▶ [What is being asked]: Please name the person who scraped and cleaned the data, according to the UFO sightings article below.

▶ [Extract]:
+ + + + + + +
Scroll to read more

Using Data Science to: Investigate UFO sightings.

Introduction

As a kid growing up with Star Trek and the X-files, I was convinced that one day I’d meet aliens. But just as those shows faded into memory, so did my hopes of meeting visitors from another world.

But in the back of my mind, I’ve always wondered if any UFO sightings could be legitimate. Until recently, I had no way to investigate it, but about a year ago I came across the National UFO Reporting Center (http://www.nuforc.org/) and realized that with Data Science, I finally can.

The Data

The National UFO Reporting Center, or NUFORC, contains data on over 100,000 UFO sightings over the last 100 years, with the majority coming from the year 2000 and beyond. 

The reports are filled out by the individuals that did the sighting, with the option to include a name or post anonymously.  Each report contains time, date, city, shape, duration, and a summary.  Not all data points are available for every sighting, but overall it is surprisingly complete. 

The first step was to scrape and clean the data.  Luckily for me, I had help on this project. A colleague named Alex Heaton scraped and cleaned the data, while two others, Navya Sandadi and Imran Manji, worked with me on the analysis.

(I’ve also made the data available here: https://www.kaggle.com/thaddeussegura/ufo-sightings)

Exploring the Data

With the data scraped and cleaned, we could jump right in to looking for things of interest in the data.  A natural place to start was to look for days with unusually high sightings, however, this revealed the first questionable finding.
+ + + + + + +
▶ [Data extract]:
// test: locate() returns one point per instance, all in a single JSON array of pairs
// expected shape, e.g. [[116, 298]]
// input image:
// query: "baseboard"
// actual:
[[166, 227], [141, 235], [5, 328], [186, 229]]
+ + + + + + +
▶ [Task result]: Alex Heaton, a colleague of the writer.